[Provided entries]

• • • • •

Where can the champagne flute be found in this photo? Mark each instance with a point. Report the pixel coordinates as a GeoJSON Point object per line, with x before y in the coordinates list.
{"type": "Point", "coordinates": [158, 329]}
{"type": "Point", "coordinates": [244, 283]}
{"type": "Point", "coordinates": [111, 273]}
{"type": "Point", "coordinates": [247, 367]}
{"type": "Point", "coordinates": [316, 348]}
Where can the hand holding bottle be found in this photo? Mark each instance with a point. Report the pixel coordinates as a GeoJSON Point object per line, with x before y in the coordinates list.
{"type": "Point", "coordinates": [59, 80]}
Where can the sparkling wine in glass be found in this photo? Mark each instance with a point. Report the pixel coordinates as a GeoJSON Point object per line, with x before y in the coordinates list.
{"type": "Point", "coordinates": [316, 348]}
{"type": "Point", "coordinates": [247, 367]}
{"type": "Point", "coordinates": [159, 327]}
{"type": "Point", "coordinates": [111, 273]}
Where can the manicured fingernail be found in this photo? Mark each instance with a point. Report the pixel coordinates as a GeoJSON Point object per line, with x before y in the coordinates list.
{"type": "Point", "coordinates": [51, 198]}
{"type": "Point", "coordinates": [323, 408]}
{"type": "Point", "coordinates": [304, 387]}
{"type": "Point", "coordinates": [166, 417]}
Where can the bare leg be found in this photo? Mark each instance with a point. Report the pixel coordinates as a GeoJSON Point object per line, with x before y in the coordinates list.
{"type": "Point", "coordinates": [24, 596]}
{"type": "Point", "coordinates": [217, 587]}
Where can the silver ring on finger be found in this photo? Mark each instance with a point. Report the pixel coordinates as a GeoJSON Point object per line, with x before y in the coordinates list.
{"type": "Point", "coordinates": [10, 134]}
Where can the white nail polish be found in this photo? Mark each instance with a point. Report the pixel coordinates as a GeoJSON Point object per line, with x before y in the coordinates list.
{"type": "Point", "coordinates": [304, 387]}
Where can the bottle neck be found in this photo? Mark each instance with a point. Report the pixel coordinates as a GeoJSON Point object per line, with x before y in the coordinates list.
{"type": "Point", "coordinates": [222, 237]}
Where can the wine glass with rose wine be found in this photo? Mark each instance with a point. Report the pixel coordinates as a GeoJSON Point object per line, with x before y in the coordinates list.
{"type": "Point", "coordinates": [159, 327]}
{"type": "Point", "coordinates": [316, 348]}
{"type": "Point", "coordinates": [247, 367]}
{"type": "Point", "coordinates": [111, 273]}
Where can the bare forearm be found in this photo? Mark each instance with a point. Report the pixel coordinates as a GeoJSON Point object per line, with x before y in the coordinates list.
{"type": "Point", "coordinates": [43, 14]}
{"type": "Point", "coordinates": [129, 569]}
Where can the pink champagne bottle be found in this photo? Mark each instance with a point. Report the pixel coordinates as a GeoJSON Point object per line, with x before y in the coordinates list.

• • • • •

Exact copies of all the entries above are to be printed.

Where can the champagne flute be found in this photo? Mark each instance with a point. Report the pixel coordinates as a GeoJSON Point object per line, with x before y in the coordinates list.
{"type": "Point", "coordinates": [158, 329]}
{"type": "Point", "coordinates": [244, 283]}
{"type": "Point", "coordinates": [111, 273]}
{"type": "Point", "coordinates": [247, 367]}
{"type": "Point", "coordinates": [316, 348]}
Where can the hand holding bottle be found in this photo? Mark each instance with a point. Report the pixel coordinates as a GeoJSON Point object per line, with x before y in the coordinates list.
{"type": "Point", "coordinates": [59, 80]}
Where can the sparkling wine in glass be found in this photo? Mark each instance with a point. Report the pixel coordinates as a GeoJSON Point object per line, with x before y in the coordinates list.
{"type": "Point", "coordinates": [316, 348]}
{"type": "Point", "coordinates": [247, 367]}
{"type": "Point", "coordinates": [159, 327]}
{"type": "Point", "coordinates": [111, 273]}
Where can the manicured fingernail be found in this photo? Mark each instance with a point. Report the pixel coordinates as a GeoJSON Point object per line, with x before y in the coordinates list.
{"type": "Point", "coordinates": [51, 198]}
{"type": "Point", "coordinates": [323, 408]}
{"type": "Point", "coordinates": [304, 387]}
{"type": "Point", "coordinates": [166, 417]}
Where can the bare leg be found in this photo? Mark each instance with a point. Report the pixel coordinates as a GeoJSON Point object per line, with x before y in the coordinates list.
{"type": "Point", "coordinates": [24, 596]}
{"type": "Point", "coordinates": [217, 587]}
Where can the silver ring on finger be found in this photo? Mark each instance with a point. Report the pixel coordinates as a GeoJSON Point object per line, with x before y in the coordinates list.
{"type": "Point", "coordinates": [10, 134]}
Where can the white nail polish be found in this photo? Mark each instance with a point. Report the pixel coordinates as a GeoJSON Point object per line, with x before y in the coordinates list.
{"type": "Point", "coordinates": [304, 387]}
Where can the bottle neck be found in this photo? Mark each instance with a point. Report the pixel coordinates as a GeoJSON Point object per line, with x before y in the coordinates list.
{"type": "Point", "coordinates": [222, 237]}
Where can the wine glass with rose wine be found in this photo? Mark each instance with a point. Report the pixel coordinates as a GeoJSON Point object per line, with x before y in the coordinates list.
{"type": "Point", "coordinates": [159, 327]}
{"type": "Point", "coordinates": [316, 348]}
{"type": "Point", "coordinates": [247, 367]}
{"type": "Point", "coordinates": [111, 273]}
Where can the bare forearm be found in this photo? Mark each instance with a point. Report the pixel coordinates as a GeoJSON Point object per line, with x before y in the coordinates list.
{"type": "Point", "coordinates": [43, 14]}
{"type": "Point", "coordinates": [129, 569]}
Where can the pink champagne bottle be found in this photo? Mark each instance with a point. Report the pixel coordinates as a GeoJSON Point object per line, with x before y in the coordinates list.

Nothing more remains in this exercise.